**EXCERPTED TEXT**

Here is the question:
Using positve intergers what is the greatest and least product of ABCD. Each number can be used more than once.
Assuming that 0 is not an option, I come up with 252525*25 for greatest.
I come up with 49491*1 as least.
Are those the best answers?
11197 is less than 494911
You have the greatest correct.
For any non-zero integer e, 25 * 25 * (25 - e) * (25 + e) will be less that 25 * 25 * 25 * 25. That’s not a proof, but it strongly suggests that 25[sup]4[/sup] is the maximum product.
97,1,1,1 and 25,25,25,25 are indeed the extreme answers.
To understand this, it might be easier to first consider the three-dimensional equivalent. You’ve got a box, with dimensions A by B by C, where A, B, and C add up to some number. I can decrease any side by 1, and increase some other side by 1, and the sum will remain the same. In face, I can get any set of sides I want, by doing this repeatedly. Let’s say that we start with a box where, without loss of generality, A is the longest side, and C is the shortest side. If I decrease side A by 1, I’ll then decrease the volume of the box by an amount (B*C). If I then increase C by 1 (bringing me back up to the same sum), I’ll increase the volume of the box by an amount (A-1)*B. As long as A-1 > C, this is a net increase in the volume of the box, and if (A-1) = C, then it’s no change at all. So if I keep on decreasing the longest side and increasing the shortest side until they differ by at most 1, then at every step, the volume will increase, until it can’t increase any more when all the sides are equal or as near as possible to equal. Likewise, if I keep making the shortest side shorter and the longest side longer, the volume will decrease, until they’re as different as possible.

**INFORMATION SHOWN**
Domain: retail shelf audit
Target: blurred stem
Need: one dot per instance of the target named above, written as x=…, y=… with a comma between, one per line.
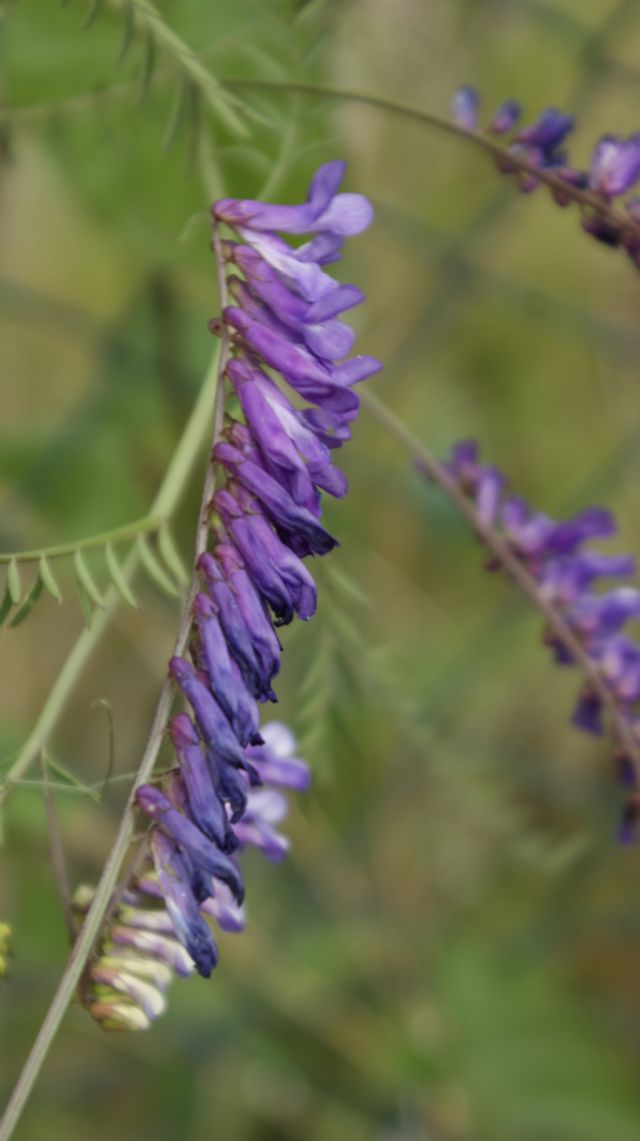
x=429, y=466
x=165, y=502
x=189, y=445
x=501, y=154
x=219, y=100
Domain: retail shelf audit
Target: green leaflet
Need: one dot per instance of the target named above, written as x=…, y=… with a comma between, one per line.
x=118, y=577
x=154, y=568
x=48, y=580
x=128, y=29
x=14, y=584
x=86, y=580
x=171, y=555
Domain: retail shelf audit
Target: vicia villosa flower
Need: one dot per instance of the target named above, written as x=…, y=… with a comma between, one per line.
x=275, y=458
x=565, y=571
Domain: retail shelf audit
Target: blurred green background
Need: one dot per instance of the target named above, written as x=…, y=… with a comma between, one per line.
x=452, y=951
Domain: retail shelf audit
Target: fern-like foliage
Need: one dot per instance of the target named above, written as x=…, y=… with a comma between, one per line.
x=29, y=574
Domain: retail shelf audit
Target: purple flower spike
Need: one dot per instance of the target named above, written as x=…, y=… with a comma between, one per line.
x=203, y=854
x=285, y=514
x=226, y=681
x=265, y=808
x=564, y=571
x=628, y=832
x=236, y=632
x=212, y=723
x=223, y=907
x=275, y=759
x=548, y=131
x=188, y=924
x=464, y=107
x=252, y=607
x=278, y=573
x=324, y=210
x=615, y=166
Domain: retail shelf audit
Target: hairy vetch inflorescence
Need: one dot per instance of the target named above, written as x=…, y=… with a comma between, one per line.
x=159, y=928
x=275, y=455
x=566, y=569
x=613, y=171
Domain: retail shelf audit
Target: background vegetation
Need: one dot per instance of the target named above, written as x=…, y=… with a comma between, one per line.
x=451, y=953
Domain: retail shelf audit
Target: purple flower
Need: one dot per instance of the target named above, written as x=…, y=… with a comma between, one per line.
x=324, y=209
x=189, y=839
x=264, y=520
x=275, y=759
x=555, y=556
x=505, y=116
x=225, y=679
x=240, y=642
x=205, y=809
x=304, y=533
x=266, y=808
x=615, y=166
x=548, y=131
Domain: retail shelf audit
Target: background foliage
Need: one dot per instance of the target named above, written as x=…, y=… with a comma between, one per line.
x=452, y=951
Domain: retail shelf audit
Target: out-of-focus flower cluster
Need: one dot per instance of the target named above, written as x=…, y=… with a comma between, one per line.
x=160, y=924
x=613, y=171
x=275, y=455
x=559, y=558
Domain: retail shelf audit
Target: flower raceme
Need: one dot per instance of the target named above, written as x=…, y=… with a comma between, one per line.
x=613, y=171
x=276, y=458
x=159, y=930
x=559, y=559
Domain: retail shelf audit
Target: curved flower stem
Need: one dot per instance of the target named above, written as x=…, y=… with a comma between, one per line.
x=513, y=163
x=499, y=547
x=94, y=921
x=169, y=495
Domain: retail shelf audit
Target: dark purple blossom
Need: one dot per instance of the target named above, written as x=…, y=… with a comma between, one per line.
x=615, y=166
x=565, y=572
x=264, y=520
x=464, y=107
x=324, y=210
x=614, y=169
x=505, y=118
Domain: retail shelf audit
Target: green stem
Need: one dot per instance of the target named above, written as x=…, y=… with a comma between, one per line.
x=195, y=72
x=163, y=507
x=429, y=466
x=168, y=495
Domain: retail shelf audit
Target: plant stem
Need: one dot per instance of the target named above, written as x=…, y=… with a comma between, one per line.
x=168, y=498
x=516, y=163
x=500, y=548
x=90, y=929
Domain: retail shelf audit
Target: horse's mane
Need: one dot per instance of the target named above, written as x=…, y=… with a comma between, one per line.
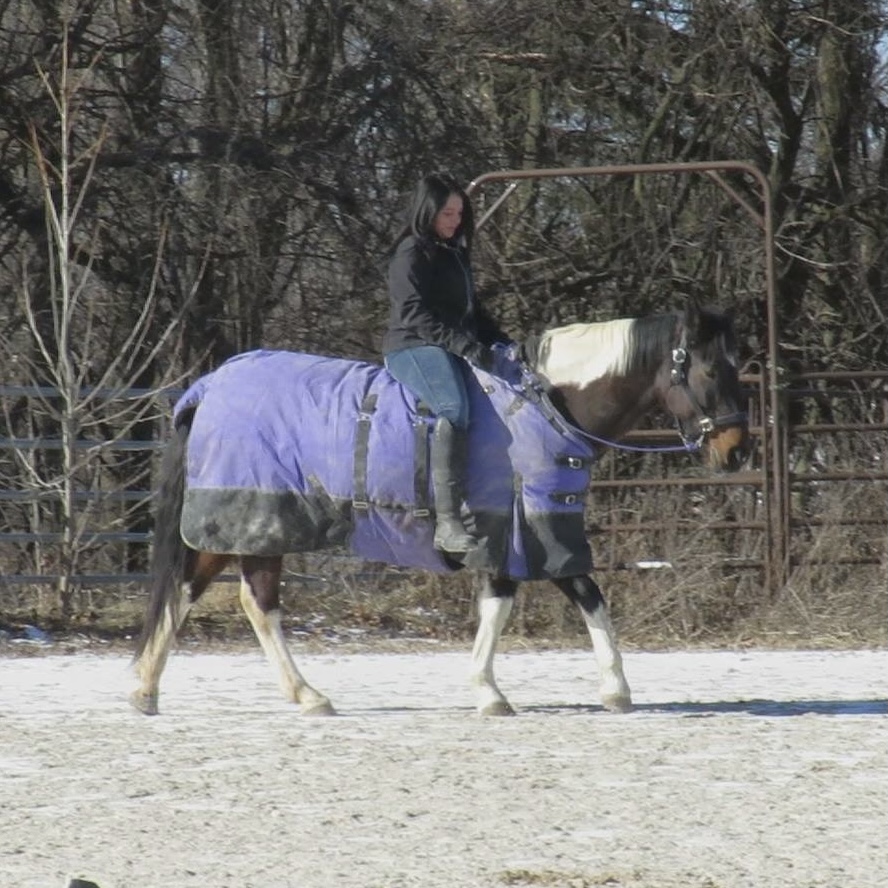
x=592, y=350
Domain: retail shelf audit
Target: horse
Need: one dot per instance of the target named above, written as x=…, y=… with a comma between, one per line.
x=591, y=383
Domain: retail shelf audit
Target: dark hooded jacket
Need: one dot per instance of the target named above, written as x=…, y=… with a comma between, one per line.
x=433, y=301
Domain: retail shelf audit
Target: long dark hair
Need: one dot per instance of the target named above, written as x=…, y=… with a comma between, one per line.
x=429, y=197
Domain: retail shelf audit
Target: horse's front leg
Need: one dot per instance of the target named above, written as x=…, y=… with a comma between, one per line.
x=495, y=602
x=584, y=592
x=260, y=598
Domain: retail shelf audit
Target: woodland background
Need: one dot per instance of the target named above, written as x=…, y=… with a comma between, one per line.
x=180, y=181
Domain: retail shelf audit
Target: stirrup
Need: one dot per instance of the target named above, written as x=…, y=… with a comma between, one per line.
x=452, y=536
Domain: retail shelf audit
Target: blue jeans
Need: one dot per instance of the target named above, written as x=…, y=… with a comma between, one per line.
x=435, y=377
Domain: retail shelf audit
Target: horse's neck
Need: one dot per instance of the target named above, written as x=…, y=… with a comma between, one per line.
x=598, y=378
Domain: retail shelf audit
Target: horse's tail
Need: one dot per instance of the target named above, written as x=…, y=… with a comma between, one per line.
x=169, y=551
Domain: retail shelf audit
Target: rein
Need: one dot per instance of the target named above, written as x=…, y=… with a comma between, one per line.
x=535, y=391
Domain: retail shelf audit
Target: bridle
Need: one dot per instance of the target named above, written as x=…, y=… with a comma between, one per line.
x=705, y=424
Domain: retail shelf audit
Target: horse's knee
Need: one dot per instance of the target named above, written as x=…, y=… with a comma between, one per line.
x=583, y=591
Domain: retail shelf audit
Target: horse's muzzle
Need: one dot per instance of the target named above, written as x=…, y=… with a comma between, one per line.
x=729, y=447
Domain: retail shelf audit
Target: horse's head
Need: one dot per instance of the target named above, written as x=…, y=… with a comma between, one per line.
x=702, y=388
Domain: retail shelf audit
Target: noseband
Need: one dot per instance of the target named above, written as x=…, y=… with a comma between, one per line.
x=678, y=376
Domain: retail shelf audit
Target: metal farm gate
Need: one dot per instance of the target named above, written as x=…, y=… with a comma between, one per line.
x=821, y=442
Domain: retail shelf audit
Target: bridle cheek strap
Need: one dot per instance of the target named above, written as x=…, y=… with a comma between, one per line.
x=706, y=424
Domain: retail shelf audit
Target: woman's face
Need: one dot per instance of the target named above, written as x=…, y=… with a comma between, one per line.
x=449, y=217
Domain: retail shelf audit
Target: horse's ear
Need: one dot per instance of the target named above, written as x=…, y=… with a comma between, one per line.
x=693, y=317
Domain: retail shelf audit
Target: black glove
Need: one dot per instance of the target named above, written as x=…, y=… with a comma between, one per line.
x=481, y=356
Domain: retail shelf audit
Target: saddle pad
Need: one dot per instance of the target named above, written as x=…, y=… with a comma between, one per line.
x=291, y=452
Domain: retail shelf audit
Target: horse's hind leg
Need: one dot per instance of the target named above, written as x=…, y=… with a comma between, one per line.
x=584, y=592
x=495, y=602
x=260, y=580
x=200, y=569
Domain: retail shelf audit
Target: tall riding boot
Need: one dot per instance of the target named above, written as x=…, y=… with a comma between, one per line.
x=448, y=459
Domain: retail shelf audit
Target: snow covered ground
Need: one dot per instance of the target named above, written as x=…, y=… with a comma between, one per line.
x=737, y=770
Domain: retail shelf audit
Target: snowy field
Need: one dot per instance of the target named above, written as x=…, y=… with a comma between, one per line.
x=736, y=770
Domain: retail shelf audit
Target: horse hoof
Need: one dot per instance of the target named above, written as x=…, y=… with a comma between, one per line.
x=498, y=708
x=617, y=704
x=144, y=703
x=318, y=708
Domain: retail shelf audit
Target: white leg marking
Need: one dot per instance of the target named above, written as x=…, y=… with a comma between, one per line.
x=493, y=615
x=615, y=693
x=153, y=660
x=268, y=630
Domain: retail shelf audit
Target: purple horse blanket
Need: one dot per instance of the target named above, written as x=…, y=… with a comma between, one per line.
x=291, y=452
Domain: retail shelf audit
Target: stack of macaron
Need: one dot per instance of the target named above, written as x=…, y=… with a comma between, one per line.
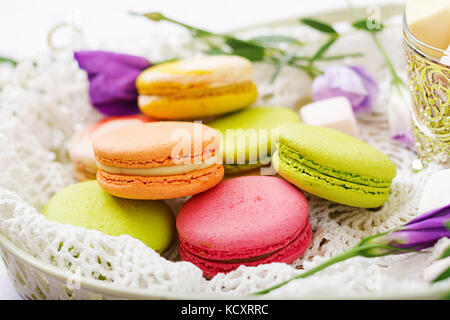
x=246, y=219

**INSTRUCTIONS**
1 – According to the thread on greatest and least products, which sets of values are confirmed as the extreme answers?
2 – Continue the thread on greatest and least products from its final sentence.

**ANSWERS TO THE EXERCISES**
1 – 97, 1, 1, 1 and 25, 25, 25, 25.

2 –
With four numbers, it works the same way, except that the box is now four-dimensional.
If you’re interested, I can put together an optimization macro in Excel and send you the file. You’d be able to fiddle with the numbers to see what other combinations give.
It’s actually quite easy; set up four cells that can be changed, list the two constraints (sum and product) and then maximize (or minimize) the product.
Just let me know if you want it.
This is actually a fairly simple optimization problem with one constraint. Just use a Lagrangian multiplier and you’ll quickly conclude that an extremum occurs at A=B=C=D=25, which has to be a maximum. The minimum will occur at a boundary point which can be found by simple enumeration.